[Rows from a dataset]

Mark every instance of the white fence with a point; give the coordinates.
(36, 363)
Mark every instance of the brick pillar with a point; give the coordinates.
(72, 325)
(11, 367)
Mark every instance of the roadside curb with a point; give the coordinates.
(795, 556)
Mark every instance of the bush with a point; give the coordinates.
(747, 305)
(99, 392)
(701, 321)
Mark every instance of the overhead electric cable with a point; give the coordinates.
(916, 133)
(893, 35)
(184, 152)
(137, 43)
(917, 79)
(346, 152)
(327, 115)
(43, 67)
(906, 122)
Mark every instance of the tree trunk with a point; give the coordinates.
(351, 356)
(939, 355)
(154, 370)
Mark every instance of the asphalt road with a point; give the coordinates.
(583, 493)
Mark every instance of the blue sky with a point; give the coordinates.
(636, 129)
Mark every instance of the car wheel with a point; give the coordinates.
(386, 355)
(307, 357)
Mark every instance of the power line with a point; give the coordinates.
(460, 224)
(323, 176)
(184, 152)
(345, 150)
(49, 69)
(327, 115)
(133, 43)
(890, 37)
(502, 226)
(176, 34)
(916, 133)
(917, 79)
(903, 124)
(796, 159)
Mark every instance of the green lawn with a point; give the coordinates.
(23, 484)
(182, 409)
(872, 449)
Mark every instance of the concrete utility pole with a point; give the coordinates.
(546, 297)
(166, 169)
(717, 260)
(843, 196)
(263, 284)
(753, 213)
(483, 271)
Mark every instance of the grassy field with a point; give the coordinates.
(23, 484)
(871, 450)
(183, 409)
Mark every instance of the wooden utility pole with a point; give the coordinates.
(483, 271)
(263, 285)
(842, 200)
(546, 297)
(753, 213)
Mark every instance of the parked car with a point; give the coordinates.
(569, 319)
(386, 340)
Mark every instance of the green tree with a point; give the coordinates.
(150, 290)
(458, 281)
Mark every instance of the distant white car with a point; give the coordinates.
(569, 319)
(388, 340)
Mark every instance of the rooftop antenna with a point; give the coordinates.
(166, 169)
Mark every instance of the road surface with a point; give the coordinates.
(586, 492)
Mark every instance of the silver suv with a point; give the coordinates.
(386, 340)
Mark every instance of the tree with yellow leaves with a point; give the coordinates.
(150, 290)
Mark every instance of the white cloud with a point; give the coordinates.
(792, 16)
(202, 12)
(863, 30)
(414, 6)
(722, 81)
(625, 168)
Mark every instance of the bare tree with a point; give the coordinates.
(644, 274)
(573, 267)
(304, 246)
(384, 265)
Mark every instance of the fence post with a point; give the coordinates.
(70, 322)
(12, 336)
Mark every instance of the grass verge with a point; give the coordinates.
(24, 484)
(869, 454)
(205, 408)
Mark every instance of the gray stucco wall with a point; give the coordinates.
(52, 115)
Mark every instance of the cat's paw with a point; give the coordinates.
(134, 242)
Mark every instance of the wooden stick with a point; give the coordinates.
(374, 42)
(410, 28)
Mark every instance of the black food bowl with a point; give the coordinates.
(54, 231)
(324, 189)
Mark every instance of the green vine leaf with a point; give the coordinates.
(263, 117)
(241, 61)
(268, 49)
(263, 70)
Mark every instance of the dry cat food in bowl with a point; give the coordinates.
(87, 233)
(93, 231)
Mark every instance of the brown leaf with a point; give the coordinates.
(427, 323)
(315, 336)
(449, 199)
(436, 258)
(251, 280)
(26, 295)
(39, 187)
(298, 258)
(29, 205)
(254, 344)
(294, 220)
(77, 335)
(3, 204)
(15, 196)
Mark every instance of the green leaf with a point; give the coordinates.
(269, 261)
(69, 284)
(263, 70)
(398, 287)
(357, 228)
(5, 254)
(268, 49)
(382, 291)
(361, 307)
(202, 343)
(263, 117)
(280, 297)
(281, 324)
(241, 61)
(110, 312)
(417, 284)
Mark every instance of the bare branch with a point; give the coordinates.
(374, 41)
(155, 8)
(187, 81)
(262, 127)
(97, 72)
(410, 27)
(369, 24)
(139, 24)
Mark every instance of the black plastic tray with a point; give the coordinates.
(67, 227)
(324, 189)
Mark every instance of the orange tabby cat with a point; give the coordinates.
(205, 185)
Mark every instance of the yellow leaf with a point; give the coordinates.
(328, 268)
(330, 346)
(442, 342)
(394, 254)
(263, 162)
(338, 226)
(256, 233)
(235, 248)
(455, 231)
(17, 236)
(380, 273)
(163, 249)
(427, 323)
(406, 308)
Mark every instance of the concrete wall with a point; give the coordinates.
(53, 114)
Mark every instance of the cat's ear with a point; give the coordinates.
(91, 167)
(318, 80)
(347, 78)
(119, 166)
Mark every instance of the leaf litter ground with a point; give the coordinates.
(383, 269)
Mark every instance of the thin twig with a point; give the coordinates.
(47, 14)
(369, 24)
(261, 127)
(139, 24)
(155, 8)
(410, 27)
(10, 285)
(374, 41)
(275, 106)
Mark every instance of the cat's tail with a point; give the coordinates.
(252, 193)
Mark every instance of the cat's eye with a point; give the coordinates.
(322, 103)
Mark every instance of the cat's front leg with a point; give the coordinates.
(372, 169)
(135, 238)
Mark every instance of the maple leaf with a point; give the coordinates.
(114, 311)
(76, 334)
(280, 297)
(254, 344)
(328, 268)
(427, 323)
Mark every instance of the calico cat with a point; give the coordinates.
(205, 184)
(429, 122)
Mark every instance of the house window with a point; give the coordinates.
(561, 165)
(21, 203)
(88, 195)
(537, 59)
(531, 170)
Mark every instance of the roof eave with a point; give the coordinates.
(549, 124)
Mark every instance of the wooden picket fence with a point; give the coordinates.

- What you need to do -
Repeat the line that contains "Mark every instance of the bare branch", then every line after it until the records end, with nothing added.

- The completed task -
Mark every instance of the bare branch with a point; give the coordinates.
(374, 41)
(155, 8)
(187, 81)
(262, 127)
(97, 72)
(410, 27)
(369, 24)
(139, 24)
Mark every instance of the black plastic tray with a point; give the coordinates.
(67, 227)
(324, 189)
Mark every instance of the orange tabby cat with a point; give the coordinates.
(205, 185)
Mark every instance of the yellow leaf with a point; give the coordinates.
(328, 268)
(330, 346)
(442, 342)
(394, 254)
(263, 162)
(338, 226)
(256, 233)
(235, 248)
(455, 231)
(17, 236)
(380, 273)
(163, 249)
(427, 323)
(406, 308)
Mark every instance of the concrete wall with a point; give the coordinates.
(53, 114)
Mark every instance of the cat's ear with a point; give the coordinates.
(91, 167)
(318, 80)
(347, 78)
(119, 166)
Mark every instance of the leaf litter ground with a point; give the coordinates.
(383, 269)
Mark every instance of the thin twig with a point; give the coordinates.
(47, 14)
(369, 24)
(261, 127)
(139, 24)
(155, 8)
(410, 27)
(10, 285)
(374, 41)
(275, 106)
Mark every instance of the cat's tail with a point; give the coordinates.
(252, 193)
Mark every instance of the cat's eye with a point; give the coordinates.
(322, 103)
Mark every instance of the cat's front leg with a point; give the coordinates.
(372, 169)
(135, 238)
Mark every instance of the maple leaf with a point; give the coordinates.
(114, 311)
(76, 334)
(280, 297)
(254, 344)
(328, 268)
(427, 323)
Mark every instance of the calico cat with a point; give the coordinates.
(205, 184)
(429, 122)
Mark every instance of the house window with a point; give the coordinates.
(561, 165)
(21, 203)
(88, 195)
(537, 59)
(531, 170)
Mark every instance of the roof eave with a point; give the coordinates.
(549, 124)
Mark every instance of the wooden picket fence with a point; give the coordinates.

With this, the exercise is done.